[Records from a dataset]
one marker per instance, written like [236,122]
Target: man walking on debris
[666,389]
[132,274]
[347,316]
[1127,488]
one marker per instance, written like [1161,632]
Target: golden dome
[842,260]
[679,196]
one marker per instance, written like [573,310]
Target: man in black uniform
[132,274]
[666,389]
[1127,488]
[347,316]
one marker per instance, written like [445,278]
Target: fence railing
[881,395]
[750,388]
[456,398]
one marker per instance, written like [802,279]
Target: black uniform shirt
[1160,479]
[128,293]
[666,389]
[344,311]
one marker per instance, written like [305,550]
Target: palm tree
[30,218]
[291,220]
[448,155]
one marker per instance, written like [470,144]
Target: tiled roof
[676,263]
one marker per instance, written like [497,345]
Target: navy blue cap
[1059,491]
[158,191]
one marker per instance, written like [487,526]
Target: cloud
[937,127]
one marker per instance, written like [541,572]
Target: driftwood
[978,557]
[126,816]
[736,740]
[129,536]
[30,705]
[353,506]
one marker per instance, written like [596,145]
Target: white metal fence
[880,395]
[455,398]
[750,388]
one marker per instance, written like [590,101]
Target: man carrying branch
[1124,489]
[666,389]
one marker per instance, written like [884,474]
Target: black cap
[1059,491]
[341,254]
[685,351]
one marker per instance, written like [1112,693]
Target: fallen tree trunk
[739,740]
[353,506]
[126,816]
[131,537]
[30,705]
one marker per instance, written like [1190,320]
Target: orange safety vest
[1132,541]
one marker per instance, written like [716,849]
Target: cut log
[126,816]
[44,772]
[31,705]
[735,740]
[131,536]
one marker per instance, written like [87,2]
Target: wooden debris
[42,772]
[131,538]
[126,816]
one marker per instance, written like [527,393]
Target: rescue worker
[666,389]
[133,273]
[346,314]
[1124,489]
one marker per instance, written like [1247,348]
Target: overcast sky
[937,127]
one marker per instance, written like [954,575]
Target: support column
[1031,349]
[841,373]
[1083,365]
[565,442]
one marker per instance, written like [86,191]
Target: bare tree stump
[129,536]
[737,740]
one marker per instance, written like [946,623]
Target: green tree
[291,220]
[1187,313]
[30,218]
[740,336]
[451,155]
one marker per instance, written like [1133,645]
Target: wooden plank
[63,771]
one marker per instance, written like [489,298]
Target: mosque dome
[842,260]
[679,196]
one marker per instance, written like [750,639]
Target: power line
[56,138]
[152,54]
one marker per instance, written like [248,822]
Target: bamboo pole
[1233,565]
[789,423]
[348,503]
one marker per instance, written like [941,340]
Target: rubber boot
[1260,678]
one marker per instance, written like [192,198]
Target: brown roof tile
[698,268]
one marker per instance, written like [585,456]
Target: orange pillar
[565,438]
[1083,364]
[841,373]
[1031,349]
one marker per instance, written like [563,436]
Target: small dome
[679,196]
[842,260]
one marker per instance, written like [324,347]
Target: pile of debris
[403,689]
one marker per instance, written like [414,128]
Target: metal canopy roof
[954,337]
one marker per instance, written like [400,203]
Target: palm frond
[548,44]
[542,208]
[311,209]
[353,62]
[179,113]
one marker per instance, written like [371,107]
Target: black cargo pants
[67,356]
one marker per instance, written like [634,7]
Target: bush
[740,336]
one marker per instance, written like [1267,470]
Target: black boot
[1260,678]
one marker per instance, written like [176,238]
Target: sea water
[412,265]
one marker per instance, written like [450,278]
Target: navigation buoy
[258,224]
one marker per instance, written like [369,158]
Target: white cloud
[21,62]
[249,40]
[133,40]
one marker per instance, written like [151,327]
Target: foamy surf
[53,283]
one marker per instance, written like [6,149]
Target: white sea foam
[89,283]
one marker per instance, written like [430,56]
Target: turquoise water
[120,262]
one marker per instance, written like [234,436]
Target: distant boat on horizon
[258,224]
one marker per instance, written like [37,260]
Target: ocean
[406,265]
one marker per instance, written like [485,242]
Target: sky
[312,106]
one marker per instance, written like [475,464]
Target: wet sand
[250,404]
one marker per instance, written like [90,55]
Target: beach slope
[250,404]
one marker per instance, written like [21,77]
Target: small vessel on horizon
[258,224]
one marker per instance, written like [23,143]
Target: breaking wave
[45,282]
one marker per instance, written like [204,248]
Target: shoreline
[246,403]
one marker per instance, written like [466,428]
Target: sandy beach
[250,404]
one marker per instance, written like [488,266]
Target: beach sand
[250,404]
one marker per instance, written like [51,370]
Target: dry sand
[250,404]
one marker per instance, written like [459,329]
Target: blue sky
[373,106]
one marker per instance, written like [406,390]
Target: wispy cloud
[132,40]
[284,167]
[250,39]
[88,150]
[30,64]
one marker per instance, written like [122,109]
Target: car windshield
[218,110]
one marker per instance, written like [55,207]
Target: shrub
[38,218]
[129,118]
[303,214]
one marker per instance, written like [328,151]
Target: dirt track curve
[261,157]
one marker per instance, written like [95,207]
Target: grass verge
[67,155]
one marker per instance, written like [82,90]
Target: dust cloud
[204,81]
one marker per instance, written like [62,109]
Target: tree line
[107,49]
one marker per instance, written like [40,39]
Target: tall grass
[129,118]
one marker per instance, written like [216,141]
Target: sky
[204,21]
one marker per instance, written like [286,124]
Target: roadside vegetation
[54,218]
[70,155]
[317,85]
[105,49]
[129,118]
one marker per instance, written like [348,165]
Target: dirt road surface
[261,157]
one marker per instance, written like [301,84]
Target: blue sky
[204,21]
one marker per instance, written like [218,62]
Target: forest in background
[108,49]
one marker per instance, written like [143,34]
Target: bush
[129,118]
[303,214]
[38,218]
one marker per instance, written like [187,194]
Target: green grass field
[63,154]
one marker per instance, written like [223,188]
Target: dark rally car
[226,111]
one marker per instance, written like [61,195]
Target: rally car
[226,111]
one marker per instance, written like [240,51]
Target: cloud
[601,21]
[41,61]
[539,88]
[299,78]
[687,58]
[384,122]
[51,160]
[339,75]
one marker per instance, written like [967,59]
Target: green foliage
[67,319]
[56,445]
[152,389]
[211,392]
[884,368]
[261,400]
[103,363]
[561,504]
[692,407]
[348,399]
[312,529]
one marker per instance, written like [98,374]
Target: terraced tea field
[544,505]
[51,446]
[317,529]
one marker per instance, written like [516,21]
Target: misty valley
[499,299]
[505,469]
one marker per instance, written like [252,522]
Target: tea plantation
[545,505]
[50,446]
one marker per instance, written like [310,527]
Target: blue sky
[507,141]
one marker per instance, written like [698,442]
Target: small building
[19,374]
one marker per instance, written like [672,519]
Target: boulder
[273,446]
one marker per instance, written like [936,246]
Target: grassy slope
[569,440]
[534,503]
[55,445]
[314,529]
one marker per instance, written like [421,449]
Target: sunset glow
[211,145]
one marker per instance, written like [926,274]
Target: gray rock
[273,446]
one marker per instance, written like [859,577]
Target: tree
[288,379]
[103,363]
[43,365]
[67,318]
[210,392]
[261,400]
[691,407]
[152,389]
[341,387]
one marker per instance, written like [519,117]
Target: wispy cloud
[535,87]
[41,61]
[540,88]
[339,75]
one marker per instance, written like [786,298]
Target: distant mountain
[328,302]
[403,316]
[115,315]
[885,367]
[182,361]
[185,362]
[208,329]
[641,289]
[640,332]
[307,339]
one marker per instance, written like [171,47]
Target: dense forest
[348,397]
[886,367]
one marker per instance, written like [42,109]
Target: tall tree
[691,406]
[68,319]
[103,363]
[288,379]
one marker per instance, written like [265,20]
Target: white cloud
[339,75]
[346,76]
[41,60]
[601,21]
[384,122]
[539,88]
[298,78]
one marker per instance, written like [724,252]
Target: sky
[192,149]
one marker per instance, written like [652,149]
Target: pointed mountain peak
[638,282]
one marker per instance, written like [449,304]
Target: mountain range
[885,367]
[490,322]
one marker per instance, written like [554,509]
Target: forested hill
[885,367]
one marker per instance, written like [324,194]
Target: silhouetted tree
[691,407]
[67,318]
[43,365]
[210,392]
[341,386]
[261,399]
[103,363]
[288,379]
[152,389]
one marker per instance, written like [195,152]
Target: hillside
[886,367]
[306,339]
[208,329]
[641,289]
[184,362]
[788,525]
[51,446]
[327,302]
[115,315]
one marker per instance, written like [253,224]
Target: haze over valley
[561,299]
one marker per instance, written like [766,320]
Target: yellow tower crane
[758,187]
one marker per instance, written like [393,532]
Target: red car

(DIRECTIONS):
Rewrite the lines from the one containing "one marker per instance, written like [724,252]" through the end of the records, substituting "dark tree" for "silhouetted tree" and keeping everything else the same.

(SOLUTION TO THIS PROBLEM):
one marker per instance, written like [724,252]
Target: sky
[192,149]
one marker per instance, written like [652,149]
Target: pointed mountain peak
[638,282]
one marker per instance, written like [449,304]
Target: mountain range
[885,367]
[490,322]
one marker per instance, written like [554,509]
Target: forested hill
[885,367]
one marker per instance, written like [324,194]
Target: dark tree
[691,407]
[67,318]
[43,365]
[210,392]
[341,386]
[261,399]
[103,363]
[288,379]
[152,389]
one marker per instance, written like [195,152]
Target: hillside
[886,367]
[306,339]
[208,329]
[641,289]
[184,362]
[788,525]
[51,446]
[327,302]
[115,315]
one marker per instance, written like [253,224]
Target: haze over valley
[561,299]
one marker per instance, written like [766,320]
Target: yellow tower crane
[758,187]
one marker per instance, written like [393,532]
Target: red car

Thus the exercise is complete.